* **Records to use**:
● ● ● ● ● ● ●

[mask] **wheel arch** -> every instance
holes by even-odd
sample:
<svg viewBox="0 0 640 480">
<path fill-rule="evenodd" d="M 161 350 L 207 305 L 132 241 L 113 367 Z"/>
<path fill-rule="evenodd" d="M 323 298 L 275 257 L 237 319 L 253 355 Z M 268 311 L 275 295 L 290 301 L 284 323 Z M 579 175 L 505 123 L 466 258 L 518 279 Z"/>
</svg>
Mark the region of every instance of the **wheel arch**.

● ● ● ● ● ● ●

Each line from the one containing "holes by even-odd" through the end of the material must be output exactly, and no other line.

* **Written solution**:
holes by even-odd
sample:
<svg viewBox="0 0 640 480">
<path fill-rule="evenodd" d="M 161 350 L 207 305 L 132 241 L 113 367 Z"/>
<path fill-rule="evenodd" d="M 323 298 L 275 257 L 237 319 L 253 355 Z M 268 311 L 275 295 L 290 301 L 284 323 Z M 579 175 L 505 123 L 466 258 L 518 279 Z"/>
</svg>
Mark the region of every instance of the **wheel arch**.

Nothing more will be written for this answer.